▶ _PROBLEMAS A RESOLVER_
A. Transcribe del texto sobre los medios y el gobierno todo lo que va desde "Entrando en un" hasta "el discurso contra-hegemónico.".
B. Indica si cada afirmación coincide con el texto sobre los medios y el gobierno. Responde sí o no y cita las palabras del texto que lo deciden. (i) Los recursos del Estado cubren el 6% del total de la pauta de publicidad del país. (ii) El texto presenta la cadena nacional como un recurso ofensivo. (iii) Según el texto, el poder fija un tema de agenda con la portada de los grandes diarios.
C. Prosigue el texto sobre los medios y el gobierno a partir de su última oración.

▶ _TEXTO DE REFERENCIA_
Entrando en un terreno más propio de la comunicación pública, ¿por qué hay que escandalizarse por la utilización de la cadena nacional como facultad de gobierno? El o la Presidente de una Nación es la persona con mayor legitimidad política, por cuanto surge del lugar más democrático que existe que es la voluntad soberana del pueblo. Si las grandes cadenas difundieran verazmente la actividad gubernamental, tal vez no haría falta apelar a la cadena nacional. Pero no es así, por lo tanto, se trata de un recurso defensivo, que se torna indispensable ante la actitud antidemocrática de los poderes fácticos. La verdadera cadena nacional es la del poder, que fija un tema de agenda con la portada de los grandes diarios, y a partir de allí disciplina al resto de los medios subalternos. Y este es otro tema sobre el que debemos estar muy atentos para construir el discurso contra-hegemónico.

Otro caballito de batalla del discurso hegemónico: ‘hay que regular la pauta oficial, porque yo no quiero que anuncien políticas de un gobierno del que soy opositor con mi propio dinero’. Mentira. Los recursos del Estado sólo cubren el 6% del total de la pauta de publicidad de nuestro país. Y cuando hablamos de recursos estatales estamos hablando de una prerrogativa emanada de ese espacio que es el Estado, fundado en la legitimidad que le otorga el haber sido votado por la mayoría del pueblo. Si hiciera otra cosa, sería lo que desea la minoría, y eso no es democrático. Sobre esta base volvamos al tema de la pauta de publicidad.

▶ _DATOS SIN PROCESAR_
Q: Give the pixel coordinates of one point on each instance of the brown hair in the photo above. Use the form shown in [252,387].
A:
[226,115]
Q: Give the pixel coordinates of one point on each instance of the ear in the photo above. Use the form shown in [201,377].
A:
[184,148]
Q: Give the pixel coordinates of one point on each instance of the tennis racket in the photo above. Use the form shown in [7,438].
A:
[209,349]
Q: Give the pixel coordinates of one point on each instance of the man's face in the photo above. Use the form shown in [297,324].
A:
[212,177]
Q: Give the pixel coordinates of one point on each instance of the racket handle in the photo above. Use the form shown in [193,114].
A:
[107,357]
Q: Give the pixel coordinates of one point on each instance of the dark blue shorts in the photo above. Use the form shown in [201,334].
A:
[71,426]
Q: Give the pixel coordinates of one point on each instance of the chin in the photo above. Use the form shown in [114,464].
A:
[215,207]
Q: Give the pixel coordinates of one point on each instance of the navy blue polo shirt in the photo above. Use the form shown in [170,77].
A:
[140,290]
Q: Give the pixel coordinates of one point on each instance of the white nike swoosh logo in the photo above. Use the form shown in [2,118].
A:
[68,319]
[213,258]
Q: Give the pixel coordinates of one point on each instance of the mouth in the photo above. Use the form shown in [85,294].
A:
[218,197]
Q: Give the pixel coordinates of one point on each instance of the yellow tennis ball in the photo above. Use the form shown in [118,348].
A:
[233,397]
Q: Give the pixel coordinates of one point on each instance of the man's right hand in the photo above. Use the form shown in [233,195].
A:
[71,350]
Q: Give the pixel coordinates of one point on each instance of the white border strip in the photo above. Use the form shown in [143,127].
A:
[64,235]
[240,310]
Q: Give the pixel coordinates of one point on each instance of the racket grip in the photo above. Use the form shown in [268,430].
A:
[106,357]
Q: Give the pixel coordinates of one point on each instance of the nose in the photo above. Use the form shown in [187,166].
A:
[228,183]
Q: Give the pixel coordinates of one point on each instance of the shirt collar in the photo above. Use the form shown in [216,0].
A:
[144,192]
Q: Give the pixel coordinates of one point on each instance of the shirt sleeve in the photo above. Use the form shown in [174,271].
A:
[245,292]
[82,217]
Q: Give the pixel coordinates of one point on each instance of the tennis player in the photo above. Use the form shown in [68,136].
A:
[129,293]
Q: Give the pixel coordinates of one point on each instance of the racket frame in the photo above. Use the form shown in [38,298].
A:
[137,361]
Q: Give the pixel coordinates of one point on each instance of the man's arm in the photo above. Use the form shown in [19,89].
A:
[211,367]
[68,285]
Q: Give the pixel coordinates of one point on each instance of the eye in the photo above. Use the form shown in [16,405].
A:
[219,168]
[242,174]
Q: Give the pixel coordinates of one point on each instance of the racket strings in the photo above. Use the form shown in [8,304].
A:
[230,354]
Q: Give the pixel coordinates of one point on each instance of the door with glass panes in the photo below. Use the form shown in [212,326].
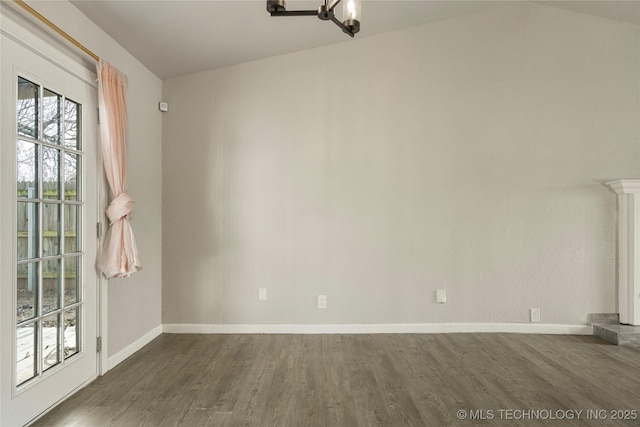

▶ _RESULTADOS OBTENIDOS_
A.
Entrando en un terreno más propio de la comunicación pública, ¿por qué hay que escandalizarse por la utilización de la cadena nacional como facultad de gobierno? El o la Presidente de una Nación es la persona con mayor legitimidad política, por cuanto surge del lugar más democrático que existe que es la voluntad soberana del pueblo. Si las grandes cadenas difundieran verazmente la actividad gubernamental, tal vez no haría falta apelar a la cadena nacional. Pero no es así, por lo tanto, se trata de un recurso defensivo, que se torna indispensable ante la actitud antidemocrática de los poderes fácticos. La verdadera cadena nacional es la del poder, que fija un tema de agenda con la portada de los grandes diarios, y a partir de allí disciplina al resto de los medios subalternos. Y este es otro tema sobre el que debemos estar muy atentos para construir el discurso contra-hegemónico.

B.
(i) Sí: "Los recursos del Estado sólo cubren el 6% del total de la pauta de publicidad de nuestro país."
(ii) No: "se trata de un recurso defensivo".
(iii) Sí: "La verdadera cadena nacional es la del poder, que fija un tema de agenda con la portada de los grandes diarios".

C.
Una pregunta fundamental sería: si bien es cierto que la pauta oficial de publicidad proviene de los recursos de las y los ciudadanos, la pauta privada que solventan las empresas, los bancos, las cadenas de hipermercados, las cadenas comercializadores de electrodomésticos, las marcas de celulares, las empresas de servicios, ¿desde qué otro lugar integran sus recursos, que no sea el bolsillo de las y los ciudadanos? En el primer caso, el del Estado, provienen de los tributos; en el segundo del consumo. En ambos, de un mismo sistema económico; un sistema económico que, entre otras cosas, es resultado de determinadas políticas públicas que generan, o no, el crecimiento de esas mismas empresas.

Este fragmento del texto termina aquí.